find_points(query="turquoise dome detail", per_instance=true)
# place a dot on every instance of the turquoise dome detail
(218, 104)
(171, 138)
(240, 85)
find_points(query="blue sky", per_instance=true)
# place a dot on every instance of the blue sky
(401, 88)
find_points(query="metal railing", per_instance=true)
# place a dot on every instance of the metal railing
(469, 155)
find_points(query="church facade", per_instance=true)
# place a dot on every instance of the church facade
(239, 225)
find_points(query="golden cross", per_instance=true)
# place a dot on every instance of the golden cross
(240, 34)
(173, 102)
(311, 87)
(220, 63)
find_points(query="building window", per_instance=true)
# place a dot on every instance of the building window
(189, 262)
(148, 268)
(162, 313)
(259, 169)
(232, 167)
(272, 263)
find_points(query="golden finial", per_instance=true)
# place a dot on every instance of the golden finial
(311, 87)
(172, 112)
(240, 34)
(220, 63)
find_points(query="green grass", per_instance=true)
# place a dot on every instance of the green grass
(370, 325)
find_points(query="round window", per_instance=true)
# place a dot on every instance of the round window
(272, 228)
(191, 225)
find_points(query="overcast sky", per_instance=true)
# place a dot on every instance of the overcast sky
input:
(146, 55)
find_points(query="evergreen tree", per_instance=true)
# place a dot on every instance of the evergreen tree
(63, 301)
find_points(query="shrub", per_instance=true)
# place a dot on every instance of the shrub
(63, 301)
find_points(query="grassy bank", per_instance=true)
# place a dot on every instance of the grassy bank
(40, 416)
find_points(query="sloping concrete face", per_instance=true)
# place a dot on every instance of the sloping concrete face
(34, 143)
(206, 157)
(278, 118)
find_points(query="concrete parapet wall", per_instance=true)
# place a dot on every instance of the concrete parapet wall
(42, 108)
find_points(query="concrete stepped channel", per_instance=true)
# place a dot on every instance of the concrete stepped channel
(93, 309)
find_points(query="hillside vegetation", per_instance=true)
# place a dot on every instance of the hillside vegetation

# Aim
Make an exact copy of the material above.

# The output
find_points(query="turquoise dome detail", per_instance=true)
# place a dot on every instance of the turquoise dome detail
(218, 104)
(171, 138)
(240, 85)
find_points(query="blue sky", per_instance=true)
# place a dot on every instance of the blue sky
(401, 88)
find_points(query="metal railing", per_instance=true)
# place a dot on every instance of the metal railing
(469, 155)
find_points(query="church facade", per_instance=true)
# place a dot on every instance of the church facade
(239, 225)
find_points(query="golden cross", per_instance=true)
# place a dot on every instance of the golden cross
(240, 34)
(173, 102)
(311, 87)
(220, 63)
find_points(query="building window", per_instance=true)
# place a dot on every instance of the building window
(189, 262)
(148, 268)
(162, 313)
(259, 169)
(232, 167)
(272, 263)
find_points(query="golden finial", per_instance=true)
# place a dot on every instance of the golden finial
(311, 87)
(172, 112)
(240, 34)
(220, 63)
find_points(query="green grass", per_instance=true)
# place a dot on every instance of the green grass
(370, 325)
find_points(query="round window", per_instance=true)
# place a dot on every instance of the round window
(272, 228)
(191, 225)
find_points(query="overcast sky", per_instance=true)
# place a dot on every instance of the overcast sky
input:
(146, 55)
find_points(query="evergreen tree", per_instance=true)
# place a dot on every instance of the evergreen tree
(63, 301)
find_points(query="shrub", per_instance=true)
# place a dot on every instance of the shrub
(63, 301)
find_points(query="grassy bank", per_instance=true)
# place a dot on every instance of the grassy bank
(40, 416)
find_points(query="sloping concrete face", per_instance=true)
# place a dot on every instance of the sloping concrete face
(34, 143)
(206, 157)
(278, 118)
find_points(query="concrete parapet wall", per_instance=true)
# place a dot on every instance of the concrete parapet wall
(42, 108)
find_points(query="concrete stepped channel", per_instance=true)
# place a dot on every instance of the concrete stepped channel
(93, 309)
find_points(query="hillside vegetation", per_instance=true)
# place a dot on every instance of the hillside vegetation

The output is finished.